Why not go one level up and invent a learning algorithm that will invent a learning algorithm that will gradually learn how to do human-level cognitive tasks? (Or a learning algorithm that will invent a learning algorithm that will invent a learning algorithm that will…)

Indeed, on what principled grounds can I say “Learning algorithms are a good way to develop image classification algorithms”, but also say “Learning algorithms are a bad way to develop learning algorithms?”

My answer is that, generically, automated design (= design by learning algorithm) is the best way to build algorithms that are (1) not computationally intensive to run (so we can easily run them millions of times), and (2) horrifically complicated (so that human design is intractable).

So image classification algorithms are a perfect fit for automated design (= design by learning algorithm). They’re easy to run—we can run a ConvNet image classifier model thousands of times a second, no problem. And they’re horrifically complicated, because they need logic that captures the horrific object-level complexity of the world, like the shape and coloration of trucks.

Whereas learning algorithms themselves are a terrible fit for automated design. They are famously computationally expensive—people often run learning algorithms for weeks straight on a heavy-duty supercomputer cluster. And they are not horrifically complicated. They fundamentally work by simple, general principles—things like gradient descent, and “if you’ve seen something, it’s likely that you’ll see it again”, and “things are often composed of other things”, and “things tend to be localized in time and space”, etc.

So in all respects, learning algorithms seem to be a natural fit for human design and a bad fit for automated design, while image classifiers are the reverse.

Possible objections to the learning-algorithm-outside-view argument

Objection: Learning a learning algorithm is not unheard of—it’s a thing! Humans do it when they take a course on study strategies. Machines do it in meta-learning ML papers.

Response: For the human example, yes, humans can learn meta-cognitive strategies which in turn impact future learning. But learning algorithms always involve an interaction between the algorithm itself and what-has-been-learned-so-far. Even gradient descent takes a different step depending on the current state of the model-in-training. See the “Inner As AGI” criterion near the top for why this is different from the thing I’m arguing against.

### Supplied data
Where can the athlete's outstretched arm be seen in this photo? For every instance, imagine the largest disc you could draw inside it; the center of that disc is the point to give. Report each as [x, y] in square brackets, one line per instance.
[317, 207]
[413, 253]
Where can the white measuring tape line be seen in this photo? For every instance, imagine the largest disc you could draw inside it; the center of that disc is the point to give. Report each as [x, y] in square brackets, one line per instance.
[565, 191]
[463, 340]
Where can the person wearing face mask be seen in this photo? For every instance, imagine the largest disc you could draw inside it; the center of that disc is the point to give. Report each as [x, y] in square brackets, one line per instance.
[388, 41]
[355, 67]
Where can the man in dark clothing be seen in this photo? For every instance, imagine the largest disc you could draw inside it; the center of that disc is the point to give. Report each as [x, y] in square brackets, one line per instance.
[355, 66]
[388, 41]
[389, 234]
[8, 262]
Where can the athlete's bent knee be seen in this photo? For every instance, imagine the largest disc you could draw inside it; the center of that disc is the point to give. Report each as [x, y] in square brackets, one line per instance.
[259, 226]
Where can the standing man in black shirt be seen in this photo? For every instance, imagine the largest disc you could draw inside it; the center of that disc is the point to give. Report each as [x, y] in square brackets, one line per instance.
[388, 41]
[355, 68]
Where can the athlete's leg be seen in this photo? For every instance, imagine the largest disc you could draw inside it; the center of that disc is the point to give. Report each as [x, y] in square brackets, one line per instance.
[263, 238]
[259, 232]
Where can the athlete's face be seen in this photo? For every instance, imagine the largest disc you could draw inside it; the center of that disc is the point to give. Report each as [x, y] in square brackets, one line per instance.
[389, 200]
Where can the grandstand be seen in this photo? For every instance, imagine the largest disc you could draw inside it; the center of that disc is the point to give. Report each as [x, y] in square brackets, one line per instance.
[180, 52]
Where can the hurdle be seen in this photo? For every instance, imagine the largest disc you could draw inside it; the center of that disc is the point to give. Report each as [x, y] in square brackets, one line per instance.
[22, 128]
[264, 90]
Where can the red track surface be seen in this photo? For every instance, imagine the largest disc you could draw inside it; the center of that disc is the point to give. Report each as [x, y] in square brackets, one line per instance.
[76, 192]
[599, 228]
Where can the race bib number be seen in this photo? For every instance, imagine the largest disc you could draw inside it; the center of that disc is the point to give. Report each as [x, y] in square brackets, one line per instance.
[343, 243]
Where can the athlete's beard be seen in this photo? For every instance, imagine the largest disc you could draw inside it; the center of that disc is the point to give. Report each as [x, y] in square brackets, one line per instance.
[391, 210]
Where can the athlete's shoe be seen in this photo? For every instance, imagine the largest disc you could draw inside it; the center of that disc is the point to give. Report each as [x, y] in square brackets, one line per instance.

### Your goal
Continue the essay on whether learning algorithms should be designed by humans or by learning algorithms, picking up after its last sentence.

### The answer
For meta-learning in ML, see the “Outer as lead designer” criterion near the top. I’m not a meta-learning expert, but my understanding is that meta-learning papers are not engaged in the radical project of designing a learning algorithm from scratch—where we just have no idea what the learning algorithm’s operating principles are. Rather, the meta-learning work I’ve seen is in the same category as hyperparameter search and neural architecture search, in that we take a human-designed learning algorithm, in which there are some adjustable parameters, and the meta-learning techniques are about using learning algorithms to adjust those parameters. Maybe there are exceptions, but if so, those efforts have not led to state-of-the-art results, tellingly. (At least, not that I know of.) For example, if you read the AlphaStar paper, you see a rather complicated learning algorithm—it involved supervised learning, pointer networks, TD(λ), V-trace, UPGO, and various other components—but every aspect of that learning algorithm was written by humans, except maybe for the values of some adjustable parameters.

Objection: If you can make AGI by combining a legible learning algorithm with a legible reward function, why haven’t AI researchers done so yet? Why did Evolution take billions of years to make a technological civilization?

Response: I think we don’t have AGI today for the same reason we didn’t have GPT-3 in 2015: In 2015, nobody had invented Transformers yet, let alone scaled them up. Some learning algorithms are better than others; I think that Transformers were an advance over previous learning algorithms, and by the same token I expect that yet-to-be-invented learning algorithms will be an advance over Transformers.

Incidentally, I think GPT-3 is great evidence that human-legible learning algorithms are up to the task of directly learning and using a common-sense world-model. I’m not saying that GPT-3 is necessarily directly on the path to AGI; instead I’m saying, How can you look at GPT-3 (a simple learning algorithm with a ridiculously simple objective) and then say, “Nope! AGI is way beyond what human-legible learning algorithms can do! We need a totally different path!”?

As for evolution, an AGI-capable learning algorithm can reach AGI but certainly doesn’t have to; it depends on the reward function and hyperparameters (including model size, i.e. size of the neocortex /​ pallium), and environment. One aspect of the environment is a culture full of ideas, which was a massive chicken-and-egg problem for early humans—early humans had no incentive to share ideas if no one was listening, and early humans had no incentive to absorb ideas if no one was saying them. AGI programmers do not face that problem.

Objection: Reasoning is special. Where does the capacity to reason come from, if not a separate outer-loop learning algorithm?

Response: I don’t think reasoning is special. See System 2 as working-memory augmented System 1 reasoning. I think an RL algorithm can learn to do a chain of reasoning in the same way as it learns to do a sequence of actions.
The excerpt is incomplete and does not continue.